Exercise details: Count the lines in the material that contain the string "with" and give only that number.

___ Stored rows

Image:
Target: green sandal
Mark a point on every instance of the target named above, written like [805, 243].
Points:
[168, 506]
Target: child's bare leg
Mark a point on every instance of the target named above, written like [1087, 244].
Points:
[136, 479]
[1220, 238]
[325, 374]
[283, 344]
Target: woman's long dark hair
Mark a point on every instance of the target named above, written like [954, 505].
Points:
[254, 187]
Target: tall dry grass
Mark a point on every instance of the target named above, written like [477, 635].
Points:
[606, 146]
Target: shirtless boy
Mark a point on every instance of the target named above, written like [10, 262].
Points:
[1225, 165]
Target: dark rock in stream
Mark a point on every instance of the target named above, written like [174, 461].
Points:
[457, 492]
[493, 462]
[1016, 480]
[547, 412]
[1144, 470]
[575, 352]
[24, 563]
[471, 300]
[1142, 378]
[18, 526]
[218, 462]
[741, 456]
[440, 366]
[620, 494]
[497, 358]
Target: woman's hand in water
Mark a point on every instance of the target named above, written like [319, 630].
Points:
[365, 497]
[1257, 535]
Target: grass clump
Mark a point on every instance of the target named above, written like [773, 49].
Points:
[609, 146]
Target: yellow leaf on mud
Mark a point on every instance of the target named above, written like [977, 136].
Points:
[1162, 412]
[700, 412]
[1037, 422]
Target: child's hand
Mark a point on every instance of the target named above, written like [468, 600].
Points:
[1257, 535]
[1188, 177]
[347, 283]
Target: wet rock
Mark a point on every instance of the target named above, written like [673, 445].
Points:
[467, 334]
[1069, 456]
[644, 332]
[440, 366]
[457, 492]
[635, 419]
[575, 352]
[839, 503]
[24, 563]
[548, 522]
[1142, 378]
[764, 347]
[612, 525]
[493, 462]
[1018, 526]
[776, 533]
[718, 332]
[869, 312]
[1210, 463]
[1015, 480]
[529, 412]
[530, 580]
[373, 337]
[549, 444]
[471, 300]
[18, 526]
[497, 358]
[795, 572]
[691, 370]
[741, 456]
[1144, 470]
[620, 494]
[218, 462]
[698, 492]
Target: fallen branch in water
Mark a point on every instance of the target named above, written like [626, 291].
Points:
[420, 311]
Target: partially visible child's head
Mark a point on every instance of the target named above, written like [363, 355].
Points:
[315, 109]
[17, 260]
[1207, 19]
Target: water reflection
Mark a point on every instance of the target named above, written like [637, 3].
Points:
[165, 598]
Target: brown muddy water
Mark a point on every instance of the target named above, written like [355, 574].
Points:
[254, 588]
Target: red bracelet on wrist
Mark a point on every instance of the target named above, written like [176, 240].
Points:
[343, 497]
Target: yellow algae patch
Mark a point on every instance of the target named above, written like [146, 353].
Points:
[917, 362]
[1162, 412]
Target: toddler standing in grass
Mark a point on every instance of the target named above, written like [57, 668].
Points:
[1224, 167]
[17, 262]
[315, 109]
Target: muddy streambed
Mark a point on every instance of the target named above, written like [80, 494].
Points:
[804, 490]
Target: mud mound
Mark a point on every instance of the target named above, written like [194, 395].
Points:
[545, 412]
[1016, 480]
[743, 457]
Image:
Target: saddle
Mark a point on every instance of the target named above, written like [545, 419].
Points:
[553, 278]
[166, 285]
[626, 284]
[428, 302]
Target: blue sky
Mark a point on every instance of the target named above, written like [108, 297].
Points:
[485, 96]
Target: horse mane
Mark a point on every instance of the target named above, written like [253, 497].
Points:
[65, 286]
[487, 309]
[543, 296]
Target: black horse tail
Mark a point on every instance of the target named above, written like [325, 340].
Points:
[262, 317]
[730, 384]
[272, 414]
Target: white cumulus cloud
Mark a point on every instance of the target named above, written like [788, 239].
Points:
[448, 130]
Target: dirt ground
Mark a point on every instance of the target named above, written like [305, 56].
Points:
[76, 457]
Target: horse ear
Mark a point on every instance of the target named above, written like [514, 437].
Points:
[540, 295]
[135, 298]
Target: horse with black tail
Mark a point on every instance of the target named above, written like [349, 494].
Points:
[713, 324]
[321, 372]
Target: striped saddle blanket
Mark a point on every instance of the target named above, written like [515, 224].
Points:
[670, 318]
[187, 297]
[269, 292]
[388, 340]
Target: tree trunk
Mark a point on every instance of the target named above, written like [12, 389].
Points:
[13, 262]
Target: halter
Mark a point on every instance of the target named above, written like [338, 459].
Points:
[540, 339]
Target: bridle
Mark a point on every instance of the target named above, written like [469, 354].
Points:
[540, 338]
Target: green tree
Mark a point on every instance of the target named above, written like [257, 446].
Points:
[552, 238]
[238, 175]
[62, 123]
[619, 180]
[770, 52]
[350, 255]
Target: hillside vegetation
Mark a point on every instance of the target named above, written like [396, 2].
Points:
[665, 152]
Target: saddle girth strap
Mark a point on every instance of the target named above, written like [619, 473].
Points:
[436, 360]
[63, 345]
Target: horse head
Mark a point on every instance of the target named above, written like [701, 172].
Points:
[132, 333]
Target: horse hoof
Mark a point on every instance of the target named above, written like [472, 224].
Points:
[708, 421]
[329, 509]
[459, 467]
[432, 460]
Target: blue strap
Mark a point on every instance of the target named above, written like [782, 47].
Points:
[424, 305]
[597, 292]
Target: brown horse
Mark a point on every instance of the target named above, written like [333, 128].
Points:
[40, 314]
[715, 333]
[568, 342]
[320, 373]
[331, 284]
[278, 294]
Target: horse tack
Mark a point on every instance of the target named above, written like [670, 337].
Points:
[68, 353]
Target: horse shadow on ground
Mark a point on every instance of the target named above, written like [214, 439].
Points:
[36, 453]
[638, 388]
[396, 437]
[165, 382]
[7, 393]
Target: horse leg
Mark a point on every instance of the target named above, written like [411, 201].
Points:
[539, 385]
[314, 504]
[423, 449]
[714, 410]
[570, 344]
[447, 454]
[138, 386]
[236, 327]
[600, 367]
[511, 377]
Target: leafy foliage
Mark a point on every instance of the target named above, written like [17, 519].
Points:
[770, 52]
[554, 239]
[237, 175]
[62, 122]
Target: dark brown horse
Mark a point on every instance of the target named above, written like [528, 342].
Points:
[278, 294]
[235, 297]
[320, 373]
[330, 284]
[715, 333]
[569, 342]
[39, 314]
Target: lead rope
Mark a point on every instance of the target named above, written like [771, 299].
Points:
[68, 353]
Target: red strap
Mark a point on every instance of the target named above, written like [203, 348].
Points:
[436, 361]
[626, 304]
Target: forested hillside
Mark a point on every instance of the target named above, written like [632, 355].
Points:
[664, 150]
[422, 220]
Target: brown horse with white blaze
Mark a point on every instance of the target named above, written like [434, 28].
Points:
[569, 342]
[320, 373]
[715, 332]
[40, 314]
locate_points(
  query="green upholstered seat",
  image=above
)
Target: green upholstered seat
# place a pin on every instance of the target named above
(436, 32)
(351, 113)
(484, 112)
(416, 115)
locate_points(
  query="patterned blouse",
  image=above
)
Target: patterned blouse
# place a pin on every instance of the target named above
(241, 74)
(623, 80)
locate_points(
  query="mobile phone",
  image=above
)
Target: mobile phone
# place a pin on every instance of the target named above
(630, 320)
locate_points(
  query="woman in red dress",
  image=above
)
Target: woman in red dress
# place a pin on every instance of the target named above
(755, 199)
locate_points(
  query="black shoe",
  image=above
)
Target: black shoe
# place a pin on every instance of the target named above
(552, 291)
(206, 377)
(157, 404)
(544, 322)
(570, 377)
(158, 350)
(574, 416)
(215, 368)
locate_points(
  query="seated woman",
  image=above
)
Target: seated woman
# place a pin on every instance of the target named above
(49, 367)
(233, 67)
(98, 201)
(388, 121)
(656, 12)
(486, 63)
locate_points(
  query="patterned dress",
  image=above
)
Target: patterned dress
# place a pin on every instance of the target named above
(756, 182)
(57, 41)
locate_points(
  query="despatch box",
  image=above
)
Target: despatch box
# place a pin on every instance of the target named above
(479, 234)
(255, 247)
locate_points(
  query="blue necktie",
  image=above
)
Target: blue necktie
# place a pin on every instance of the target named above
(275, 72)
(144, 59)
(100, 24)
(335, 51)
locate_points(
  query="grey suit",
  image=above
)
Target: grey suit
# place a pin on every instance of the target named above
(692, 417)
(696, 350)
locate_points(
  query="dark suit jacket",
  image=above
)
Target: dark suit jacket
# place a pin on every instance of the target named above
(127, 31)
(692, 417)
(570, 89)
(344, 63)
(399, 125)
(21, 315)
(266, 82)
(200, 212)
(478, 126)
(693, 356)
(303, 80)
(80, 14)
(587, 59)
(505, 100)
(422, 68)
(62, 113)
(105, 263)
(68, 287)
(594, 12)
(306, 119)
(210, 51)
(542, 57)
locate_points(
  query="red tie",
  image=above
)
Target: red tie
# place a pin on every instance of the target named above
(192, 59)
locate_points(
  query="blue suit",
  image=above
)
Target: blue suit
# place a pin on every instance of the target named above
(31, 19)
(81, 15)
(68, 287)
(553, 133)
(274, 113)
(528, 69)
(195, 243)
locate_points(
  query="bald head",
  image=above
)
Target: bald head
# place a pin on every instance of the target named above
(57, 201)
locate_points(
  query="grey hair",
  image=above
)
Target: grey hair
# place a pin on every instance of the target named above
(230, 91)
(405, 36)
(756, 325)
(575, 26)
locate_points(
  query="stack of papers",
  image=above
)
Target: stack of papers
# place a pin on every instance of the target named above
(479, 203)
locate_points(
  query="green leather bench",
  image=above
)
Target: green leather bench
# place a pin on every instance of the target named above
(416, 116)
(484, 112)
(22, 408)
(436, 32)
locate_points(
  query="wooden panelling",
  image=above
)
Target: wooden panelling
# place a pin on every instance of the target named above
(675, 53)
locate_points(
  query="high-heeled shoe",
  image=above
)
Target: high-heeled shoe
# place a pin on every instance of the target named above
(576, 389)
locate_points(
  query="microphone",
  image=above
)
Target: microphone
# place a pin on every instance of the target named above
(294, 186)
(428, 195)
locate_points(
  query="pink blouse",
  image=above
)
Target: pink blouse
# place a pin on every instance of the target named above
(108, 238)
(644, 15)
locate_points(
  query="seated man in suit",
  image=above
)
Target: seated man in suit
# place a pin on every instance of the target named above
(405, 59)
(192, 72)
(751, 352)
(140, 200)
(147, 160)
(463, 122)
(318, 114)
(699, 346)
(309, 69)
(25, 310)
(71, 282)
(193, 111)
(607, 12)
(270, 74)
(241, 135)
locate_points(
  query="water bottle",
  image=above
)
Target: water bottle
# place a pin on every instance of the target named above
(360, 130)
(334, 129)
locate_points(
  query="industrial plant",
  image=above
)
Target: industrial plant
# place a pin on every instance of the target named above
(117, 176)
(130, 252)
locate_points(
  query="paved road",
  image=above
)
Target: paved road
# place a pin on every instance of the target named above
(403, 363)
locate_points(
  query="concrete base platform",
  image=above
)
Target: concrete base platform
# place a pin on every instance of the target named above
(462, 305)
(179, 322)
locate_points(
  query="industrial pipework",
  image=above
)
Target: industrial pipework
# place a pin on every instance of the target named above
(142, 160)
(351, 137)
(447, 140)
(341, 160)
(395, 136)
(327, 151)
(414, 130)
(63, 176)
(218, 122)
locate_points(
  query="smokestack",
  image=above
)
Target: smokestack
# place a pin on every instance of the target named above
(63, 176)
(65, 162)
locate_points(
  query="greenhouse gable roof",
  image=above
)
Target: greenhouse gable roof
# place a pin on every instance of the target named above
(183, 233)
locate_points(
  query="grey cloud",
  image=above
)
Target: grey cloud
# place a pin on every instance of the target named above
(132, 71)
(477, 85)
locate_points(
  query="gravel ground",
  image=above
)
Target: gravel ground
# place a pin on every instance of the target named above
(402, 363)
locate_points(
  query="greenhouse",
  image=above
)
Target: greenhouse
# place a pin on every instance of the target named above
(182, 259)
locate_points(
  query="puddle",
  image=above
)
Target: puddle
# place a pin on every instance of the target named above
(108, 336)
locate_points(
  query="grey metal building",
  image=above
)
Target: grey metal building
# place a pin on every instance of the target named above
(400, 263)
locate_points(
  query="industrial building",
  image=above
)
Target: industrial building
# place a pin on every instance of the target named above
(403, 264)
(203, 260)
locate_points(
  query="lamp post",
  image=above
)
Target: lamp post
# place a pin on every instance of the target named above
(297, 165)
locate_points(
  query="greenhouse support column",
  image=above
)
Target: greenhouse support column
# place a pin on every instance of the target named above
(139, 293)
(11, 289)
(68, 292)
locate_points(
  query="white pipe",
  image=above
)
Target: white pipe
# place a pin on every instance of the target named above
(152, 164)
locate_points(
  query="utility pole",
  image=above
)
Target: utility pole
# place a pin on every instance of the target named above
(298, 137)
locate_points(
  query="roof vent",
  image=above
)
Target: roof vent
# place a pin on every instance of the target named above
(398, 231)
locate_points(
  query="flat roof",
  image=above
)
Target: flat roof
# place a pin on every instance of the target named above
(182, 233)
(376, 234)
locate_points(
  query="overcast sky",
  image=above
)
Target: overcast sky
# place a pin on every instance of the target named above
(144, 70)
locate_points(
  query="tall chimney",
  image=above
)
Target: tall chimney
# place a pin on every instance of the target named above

______

Reply to the task: 2